» REQUIREMENTS
Please rewrite the entries below as a JSON list of strings, one string per line, leaving out any blank lines.

Position identification records
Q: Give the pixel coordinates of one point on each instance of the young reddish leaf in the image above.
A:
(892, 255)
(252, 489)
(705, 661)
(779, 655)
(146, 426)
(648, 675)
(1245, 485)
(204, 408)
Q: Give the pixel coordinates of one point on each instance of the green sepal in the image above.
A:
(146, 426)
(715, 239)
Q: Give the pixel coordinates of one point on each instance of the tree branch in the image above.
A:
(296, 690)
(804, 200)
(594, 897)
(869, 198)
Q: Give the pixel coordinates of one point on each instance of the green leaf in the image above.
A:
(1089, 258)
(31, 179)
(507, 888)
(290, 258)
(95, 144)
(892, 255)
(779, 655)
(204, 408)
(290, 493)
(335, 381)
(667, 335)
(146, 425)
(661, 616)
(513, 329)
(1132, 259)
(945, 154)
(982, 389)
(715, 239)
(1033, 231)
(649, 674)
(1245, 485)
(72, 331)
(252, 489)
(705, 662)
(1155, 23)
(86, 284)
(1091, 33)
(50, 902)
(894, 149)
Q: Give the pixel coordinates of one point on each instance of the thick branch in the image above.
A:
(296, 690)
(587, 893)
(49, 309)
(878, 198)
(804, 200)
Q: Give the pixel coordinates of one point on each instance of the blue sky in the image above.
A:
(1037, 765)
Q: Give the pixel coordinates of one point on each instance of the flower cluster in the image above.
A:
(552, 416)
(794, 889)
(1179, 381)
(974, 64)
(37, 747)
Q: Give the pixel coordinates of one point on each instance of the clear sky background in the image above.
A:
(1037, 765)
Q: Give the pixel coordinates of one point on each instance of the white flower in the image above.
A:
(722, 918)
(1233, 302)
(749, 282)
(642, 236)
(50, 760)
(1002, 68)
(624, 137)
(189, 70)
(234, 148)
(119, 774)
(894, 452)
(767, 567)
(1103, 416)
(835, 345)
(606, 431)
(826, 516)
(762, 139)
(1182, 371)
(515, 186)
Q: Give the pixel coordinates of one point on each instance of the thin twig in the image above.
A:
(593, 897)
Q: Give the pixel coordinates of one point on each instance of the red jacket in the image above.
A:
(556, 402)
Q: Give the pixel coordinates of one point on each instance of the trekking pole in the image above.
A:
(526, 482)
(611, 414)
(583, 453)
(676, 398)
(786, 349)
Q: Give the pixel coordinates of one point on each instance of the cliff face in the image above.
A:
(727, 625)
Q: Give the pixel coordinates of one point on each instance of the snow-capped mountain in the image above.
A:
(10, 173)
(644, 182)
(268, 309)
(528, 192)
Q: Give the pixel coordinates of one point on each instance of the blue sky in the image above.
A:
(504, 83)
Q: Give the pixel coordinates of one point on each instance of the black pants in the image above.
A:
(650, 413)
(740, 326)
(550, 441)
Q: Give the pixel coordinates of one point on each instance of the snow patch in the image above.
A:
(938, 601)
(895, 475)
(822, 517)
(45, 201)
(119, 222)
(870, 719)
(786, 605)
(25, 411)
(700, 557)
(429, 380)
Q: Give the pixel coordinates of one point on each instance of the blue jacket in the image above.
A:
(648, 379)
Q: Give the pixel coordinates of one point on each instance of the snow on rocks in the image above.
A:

» EXERCISE OUTPUT
[
  "Q: Give the pixel coordinates of one point on each instance of the young reddish leaf in the image above.",
  "A:",
  "(892, 255)",
  "(252, 489)",
  "(705, 661)",
  "(779, 655)",
  "(146, 426)",
  "(648, 675)",
  "(1245, 485)",
  "(204, 408)",
  "Q: Give the pixel coordinates of one point on each instance of the green sepal in the image above.",
  "A:",
  "(146, 426)",
  "(715, 239)",
  "Q: Give the pixel coordinates of one point on each instance of the tree branch in the image above.",
  "A:",
  "(296, 690)",
  "(804, 200)",
  "(594, 897)",
  "(869, 198)",
  "Q: Give the pixel coordinates of one point on each instance of the green leaf in the image above.",
  "A:",
  "(1089, 258)",
  "(31, 179)",
  "(507, 888)",
  "(290, 258)",
  "(95, 144)",
  "(892, 255)",
  "(779, 655)",
  "(204, 408)",
  "(290, 493)",
  "(335, 381)",
  "(667, 335)",
  "(146, 425)",
  "(661, 616)",
  "(513, 329)",
  "(1132, 259)",
  "(945, 154)",
  "(982, 389)",
  "(715, 239)",
  "(1033, 231)",
  "(649, 674)",
  "(1245, 485)",
  "(72, 331)",
  "(252, 489)",
  "(705, 662)",
  "(1155, 23)",
  "(86, 284)",
  "(1091, 33)",
  "(50, 902)",
  "(894, 149)",
  "Q: Give the pixel coordinates of one point on each instance of the thick branch in the image above.",
  "A:",
  "(296, 690)",
  "(587, 893)",
  "(49, 309)",
  "(878, 198)",
  "(804, 200)",
  "Q: Give the pixel coordinates of one point on each instance of the blue sky in the image above.",
  "A:",
  "(1037, 765)",
  "Q: Give the pixel coordinates of one point on each instance of the flower cluster in the image above.",
  "A:",
  "(552, 416)",
  "(794, 889)",
  "(1179, 381)",
  "(974, 64)",
  "(37, 747)",
  "Q: Give the pixel coordinates of one point on each instance of the clear sky background in the image above.",
  "A:",
  "(1037, 765)",
  "Q: Give the pixel coordinates of one point on each instance of the white flower in the image above.",
  "A:",
  "(722, 918)",
  "(1233, 302)",
  "(749, 282)",
  "(642, 236)",
  "(50, 760)",
  "(1002, 68)",
  "(624, 137)",
  "(189, 70)",
  "(234, 148)",
  "(119, 774)",
  "(894, 452)",
  "(767, 567)",
  "(1103, 416)",
  "(835, 345)",
  "(606, 431)",
  "(826, 516)",
  "(762, 139)",
  "(1182, 371)",
  "(515, 186)",
  "Q: Give the pixel coordinates of one point on each instance of the thin twig in the image above.",
  "A:",
  "(593, 897)",
  "Q: Give the pixel coordinates of one point on each instance of the red jacket in the image above.",
  "A:",
  "(556, 402)",
  "Q: Give the pixel coordinates of one point on each instance of the trekking pole in the image above.",
  "A:",
  "(526, 482)",
  "(611, 414)",
  "(583, 453)",
  "(676, 398)",
  "(786, 349)",
  "Q: Give the pixel coordinates of one point on each instance of the cliff face in the image above.",
  "A:",
  "(727, 625)",
  "Q: Give the pixel coordinates of one point on each instance of the snow-capped mountain in the image above.",
  "A:",
  "(10, 173)",
  "(644, 182)",
  "(268, 309)",
  "(528, 192)",
  "Q: Give the pixel coordinates of one point on each instance of the blue sky in the image above.",
  "A:",
  "(504, 83)",
  "Q: Give the pixel coordinates of one point on each instance of the black pants in the image above.",
  "A:",
  "(650, 413)",
  "(740, 326)",
  "(550, 441)",
  "Q: Give the pixel coordinates of one point on each instance of the snow patch in the image above.",
  "A:",
  "(938, 601)",
  "(895, 475)",
  "(822, 517)",
  "(45, 201)",
  "(119, 222)",
  "(870, 719)",
  "(786, 605)",
  "(25, 411)",
  "(700, 557)",
  "(429, 380)",
  "Q: Give the pixel coordinates of one point on each instance of the blue jacket in the image above.",
  "A:",
  "(648, 379)",
  "Q: Give the pixel coordinates of one point on each instance of the snow on rocks in the image above.",
  "A:"
]